SET PROBLEM:
Write out the lines starting at the beginning of the records and ending with the line that contains "[283,177,341,242]", including both ends. Leave the pictures out.

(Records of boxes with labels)
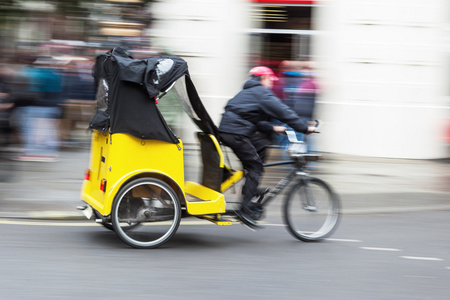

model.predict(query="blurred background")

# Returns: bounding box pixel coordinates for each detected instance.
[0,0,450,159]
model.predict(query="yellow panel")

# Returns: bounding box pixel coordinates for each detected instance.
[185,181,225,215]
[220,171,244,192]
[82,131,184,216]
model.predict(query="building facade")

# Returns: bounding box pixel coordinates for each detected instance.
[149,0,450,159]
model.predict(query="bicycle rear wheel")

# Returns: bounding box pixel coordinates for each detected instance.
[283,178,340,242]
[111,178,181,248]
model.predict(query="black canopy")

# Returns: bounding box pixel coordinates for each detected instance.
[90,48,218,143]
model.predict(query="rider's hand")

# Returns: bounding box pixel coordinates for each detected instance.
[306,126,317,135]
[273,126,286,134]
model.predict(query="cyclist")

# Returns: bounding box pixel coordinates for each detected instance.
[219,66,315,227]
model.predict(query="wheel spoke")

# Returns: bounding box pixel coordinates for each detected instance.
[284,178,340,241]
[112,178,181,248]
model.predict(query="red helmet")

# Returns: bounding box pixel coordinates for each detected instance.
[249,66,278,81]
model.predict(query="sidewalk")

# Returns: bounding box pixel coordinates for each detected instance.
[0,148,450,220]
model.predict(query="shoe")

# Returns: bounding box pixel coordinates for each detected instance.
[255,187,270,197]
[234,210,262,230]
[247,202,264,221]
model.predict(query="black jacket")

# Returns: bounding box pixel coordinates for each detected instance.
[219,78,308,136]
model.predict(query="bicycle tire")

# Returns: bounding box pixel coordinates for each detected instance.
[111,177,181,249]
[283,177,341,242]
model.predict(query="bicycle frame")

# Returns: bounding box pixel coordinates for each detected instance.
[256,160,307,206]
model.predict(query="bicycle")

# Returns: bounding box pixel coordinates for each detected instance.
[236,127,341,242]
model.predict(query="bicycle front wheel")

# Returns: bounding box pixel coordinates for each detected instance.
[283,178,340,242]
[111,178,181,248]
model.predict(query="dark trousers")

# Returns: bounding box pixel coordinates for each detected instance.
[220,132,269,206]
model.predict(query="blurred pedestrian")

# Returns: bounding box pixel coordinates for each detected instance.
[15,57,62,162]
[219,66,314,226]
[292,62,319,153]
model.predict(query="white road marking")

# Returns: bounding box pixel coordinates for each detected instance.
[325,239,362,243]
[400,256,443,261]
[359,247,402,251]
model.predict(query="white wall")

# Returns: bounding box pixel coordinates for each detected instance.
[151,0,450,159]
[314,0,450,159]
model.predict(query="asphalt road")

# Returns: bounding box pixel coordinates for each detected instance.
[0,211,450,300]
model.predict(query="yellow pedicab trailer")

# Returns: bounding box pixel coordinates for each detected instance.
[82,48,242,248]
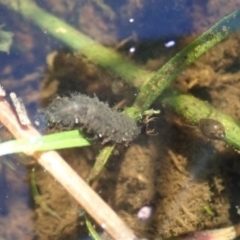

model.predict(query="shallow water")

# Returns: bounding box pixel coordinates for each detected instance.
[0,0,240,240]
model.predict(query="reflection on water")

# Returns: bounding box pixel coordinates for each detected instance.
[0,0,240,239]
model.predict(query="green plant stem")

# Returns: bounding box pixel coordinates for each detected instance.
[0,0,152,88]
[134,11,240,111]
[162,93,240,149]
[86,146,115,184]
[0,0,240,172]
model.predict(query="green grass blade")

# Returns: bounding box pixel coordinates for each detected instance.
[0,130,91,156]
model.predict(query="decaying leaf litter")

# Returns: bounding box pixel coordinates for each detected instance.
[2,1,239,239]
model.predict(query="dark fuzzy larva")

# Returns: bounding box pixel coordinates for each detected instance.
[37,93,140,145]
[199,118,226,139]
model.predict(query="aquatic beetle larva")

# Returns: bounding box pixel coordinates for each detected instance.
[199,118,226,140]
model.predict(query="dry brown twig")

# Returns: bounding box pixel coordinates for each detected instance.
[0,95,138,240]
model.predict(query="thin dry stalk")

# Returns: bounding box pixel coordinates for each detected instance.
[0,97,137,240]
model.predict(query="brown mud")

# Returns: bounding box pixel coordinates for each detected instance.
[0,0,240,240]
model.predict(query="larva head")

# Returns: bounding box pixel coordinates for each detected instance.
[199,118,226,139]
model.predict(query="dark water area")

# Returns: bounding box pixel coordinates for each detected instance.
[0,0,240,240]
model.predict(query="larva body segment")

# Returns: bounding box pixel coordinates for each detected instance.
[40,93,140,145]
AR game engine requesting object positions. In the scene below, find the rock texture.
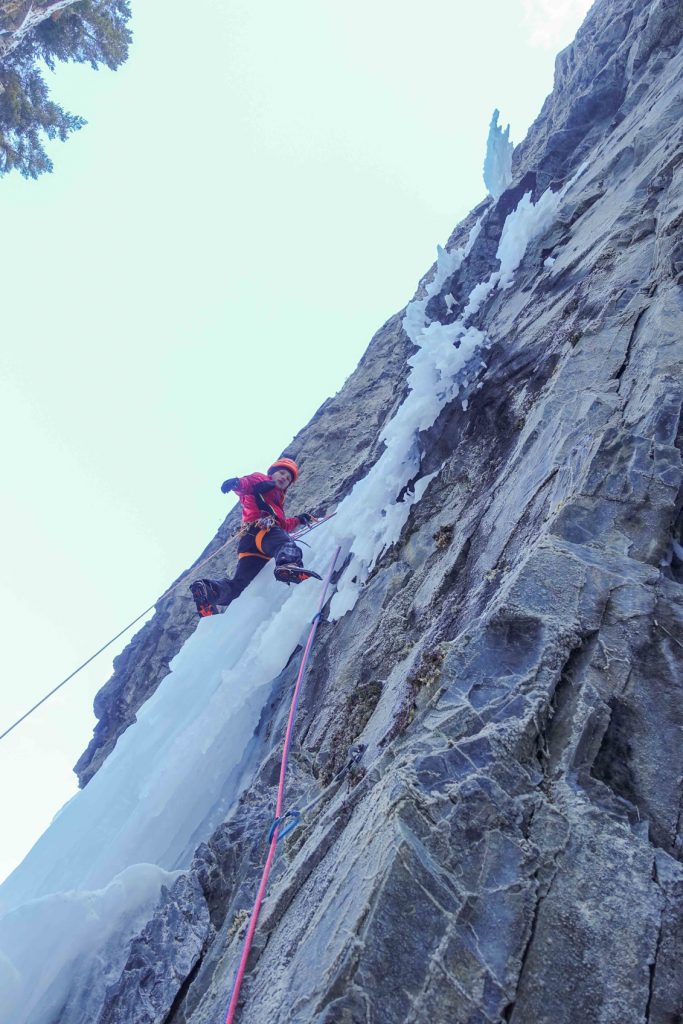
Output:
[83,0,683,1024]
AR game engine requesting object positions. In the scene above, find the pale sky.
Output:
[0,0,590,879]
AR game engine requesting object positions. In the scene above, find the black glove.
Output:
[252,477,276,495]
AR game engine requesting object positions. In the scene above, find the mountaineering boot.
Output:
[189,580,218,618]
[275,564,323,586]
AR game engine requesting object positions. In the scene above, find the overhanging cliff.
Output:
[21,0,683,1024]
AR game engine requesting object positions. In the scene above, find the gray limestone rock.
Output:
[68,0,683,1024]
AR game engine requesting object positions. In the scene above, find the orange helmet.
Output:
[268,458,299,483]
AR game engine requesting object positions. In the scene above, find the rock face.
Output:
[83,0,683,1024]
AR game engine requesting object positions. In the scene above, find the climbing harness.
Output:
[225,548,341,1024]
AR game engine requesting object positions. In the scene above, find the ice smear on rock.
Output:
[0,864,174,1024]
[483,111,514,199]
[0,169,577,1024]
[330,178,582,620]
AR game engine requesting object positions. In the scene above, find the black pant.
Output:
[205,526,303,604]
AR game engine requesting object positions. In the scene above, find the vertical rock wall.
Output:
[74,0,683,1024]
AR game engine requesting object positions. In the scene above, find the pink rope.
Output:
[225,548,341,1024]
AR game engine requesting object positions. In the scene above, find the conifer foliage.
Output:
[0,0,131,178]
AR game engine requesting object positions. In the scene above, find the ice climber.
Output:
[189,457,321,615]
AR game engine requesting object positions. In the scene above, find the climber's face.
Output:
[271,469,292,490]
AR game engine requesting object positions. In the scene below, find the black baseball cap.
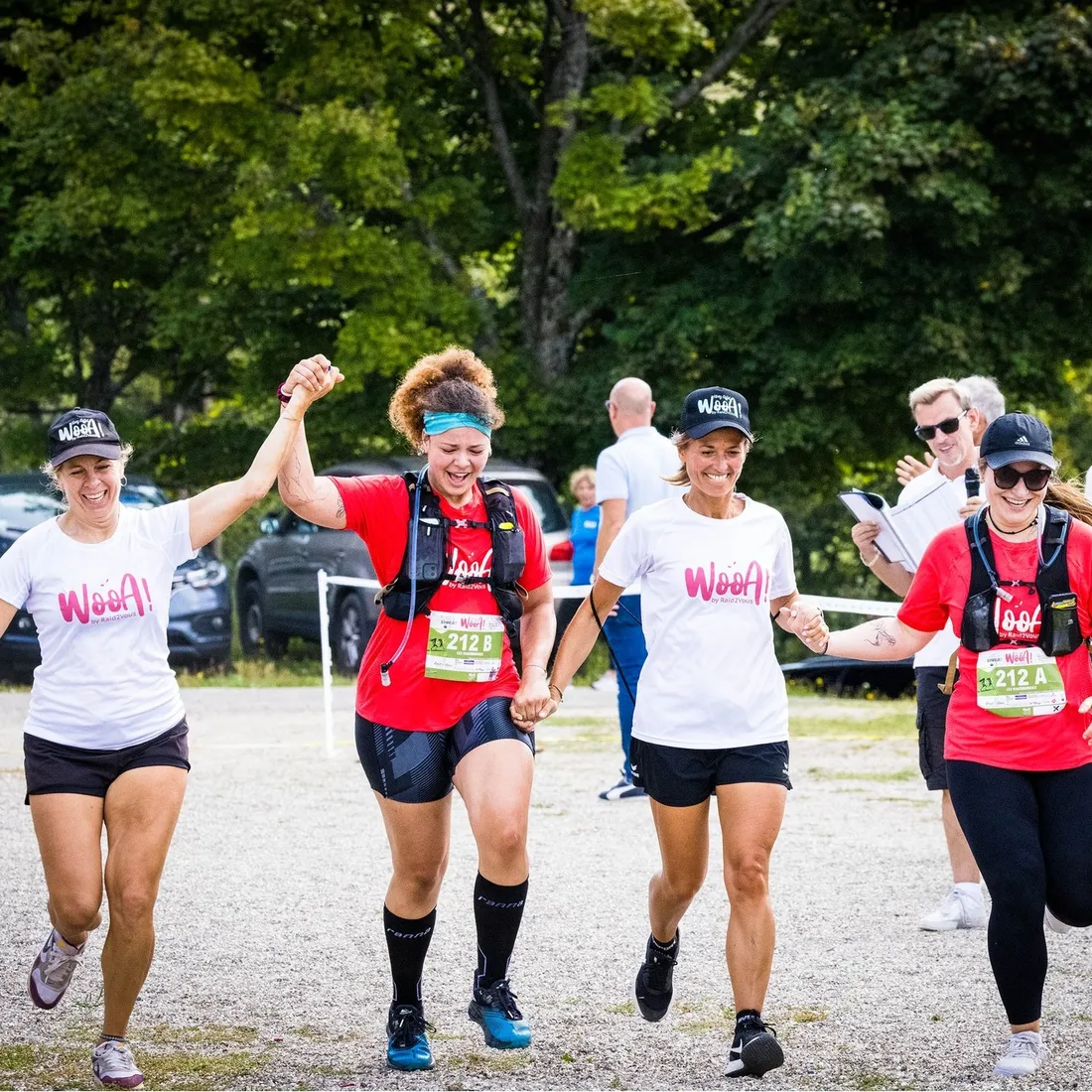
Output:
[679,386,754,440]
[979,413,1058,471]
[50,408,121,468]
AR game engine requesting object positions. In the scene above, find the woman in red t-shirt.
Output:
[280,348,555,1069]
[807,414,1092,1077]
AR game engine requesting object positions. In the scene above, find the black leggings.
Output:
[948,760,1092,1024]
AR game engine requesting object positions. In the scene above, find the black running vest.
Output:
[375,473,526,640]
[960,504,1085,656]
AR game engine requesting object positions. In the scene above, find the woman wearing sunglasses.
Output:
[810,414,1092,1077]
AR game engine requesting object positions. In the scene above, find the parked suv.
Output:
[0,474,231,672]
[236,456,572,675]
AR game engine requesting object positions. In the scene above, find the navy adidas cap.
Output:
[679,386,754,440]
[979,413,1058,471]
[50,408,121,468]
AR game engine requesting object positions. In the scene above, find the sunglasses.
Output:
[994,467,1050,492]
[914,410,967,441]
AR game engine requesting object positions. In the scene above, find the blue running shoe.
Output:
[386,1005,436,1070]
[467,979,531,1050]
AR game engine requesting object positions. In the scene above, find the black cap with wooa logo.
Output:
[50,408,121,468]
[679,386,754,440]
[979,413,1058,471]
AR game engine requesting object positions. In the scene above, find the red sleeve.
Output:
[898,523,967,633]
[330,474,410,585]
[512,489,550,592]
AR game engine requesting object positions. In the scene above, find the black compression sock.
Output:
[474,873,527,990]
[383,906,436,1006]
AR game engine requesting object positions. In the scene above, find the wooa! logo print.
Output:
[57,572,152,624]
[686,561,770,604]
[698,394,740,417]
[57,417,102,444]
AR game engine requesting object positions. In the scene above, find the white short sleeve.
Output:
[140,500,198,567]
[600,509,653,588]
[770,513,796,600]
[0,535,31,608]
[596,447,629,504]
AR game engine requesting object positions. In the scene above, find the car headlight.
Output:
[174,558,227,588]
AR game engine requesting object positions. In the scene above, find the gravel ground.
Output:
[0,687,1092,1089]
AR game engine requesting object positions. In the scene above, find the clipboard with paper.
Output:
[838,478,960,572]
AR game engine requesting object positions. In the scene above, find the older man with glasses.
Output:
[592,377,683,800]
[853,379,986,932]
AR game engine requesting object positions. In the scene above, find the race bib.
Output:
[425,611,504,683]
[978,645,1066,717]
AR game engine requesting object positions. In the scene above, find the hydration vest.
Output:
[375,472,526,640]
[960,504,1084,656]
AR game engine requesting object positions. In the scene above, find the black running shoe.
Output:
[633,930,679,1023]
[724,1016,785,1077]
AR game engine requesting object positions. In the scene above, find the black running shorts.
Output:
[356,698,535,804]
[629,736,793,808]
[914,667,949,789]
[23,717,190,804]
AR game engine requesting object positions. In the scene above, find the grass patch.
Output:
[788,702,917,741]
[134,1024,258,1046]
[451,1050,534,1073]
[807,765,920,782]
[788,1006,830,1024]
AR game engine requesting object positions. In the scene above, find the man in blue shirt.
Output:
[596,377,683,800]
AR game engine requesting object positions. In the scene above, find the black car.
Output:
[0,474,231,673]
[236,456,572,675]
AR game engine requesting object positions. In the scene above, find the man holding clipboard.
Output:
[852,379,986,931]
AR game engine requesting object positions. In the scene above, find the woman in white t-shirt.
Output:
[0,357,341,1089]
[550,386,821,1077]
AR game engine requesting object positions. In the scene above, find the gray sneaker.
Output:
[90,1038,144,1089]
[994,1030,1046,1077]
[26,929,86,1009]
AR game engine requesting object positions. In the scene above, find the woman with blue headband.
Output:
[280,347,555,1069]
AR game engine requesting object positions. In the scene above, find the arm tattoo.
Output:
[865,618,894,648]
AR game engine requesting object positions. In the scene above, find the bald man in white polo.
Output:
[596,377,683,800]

EXERCISE OUTPUT:
model.predict(query="blurred background")

# Returns: bounding box pixel coordinates for each detected instance.
[0,0,450,159]
model.predict(query="yellow panel")

# Returns: bounding box pixel coordinates for each detected instance.
[185,181,225,215]
[220,171,244,192]
[82,131,184,216]
model.predict(query="building facade")

# Returns: bounding box pixel coordinates for each detected instance.
[149,0,450,159]
model.predict(query="bicycle rear wheel")

# Returns: bounding box pixel coordinates for each detected instance.
[283,178,340,242]
[111,178,181,248]
model.predict(query="black canopy")

# Returns: bounding box pixel coordinates for each detected instance.
[90,48,218,143]
model.predict(query="rider's hand")

# Returns: bounding box pixel coordinates for each detected instance.
[306,126,317,135]
[273,126,286,134]
model.predict(query="cyclist")

# Returns: bounding box pixel coordinates for each detected instance.
[219,66,315,227]
model.predict(query="wheel spoke")

# Returns: bounding box pixel coordinates for each detected instance.
[284,178,340,241]
[112,178,181,248]
model.predict(query="red helmet")

# Returns: bounding box pixel coordinates for each detected instance.
[249,66,278,81]
model.predict(query="sidewalk")

# Returns: bounding box pixel coordinates for each detected instance.
[0,148,450,220]
model.predict(query="shoe")

# Returns: bounding box pixel coordinates for each detected instance.
[255,187,270,197]
[234,210,262,230]
[247,202,264,221]
model.predict(query="black jacket")

# Returns: bounding box pixel coordinates for each detected instance.
[219,78,308,136]
model.predict(query="bicycle tire")

# Returns: bounding box pixel coordinates for each detected instance.
[111,177,181,249]
[283,177,341,242]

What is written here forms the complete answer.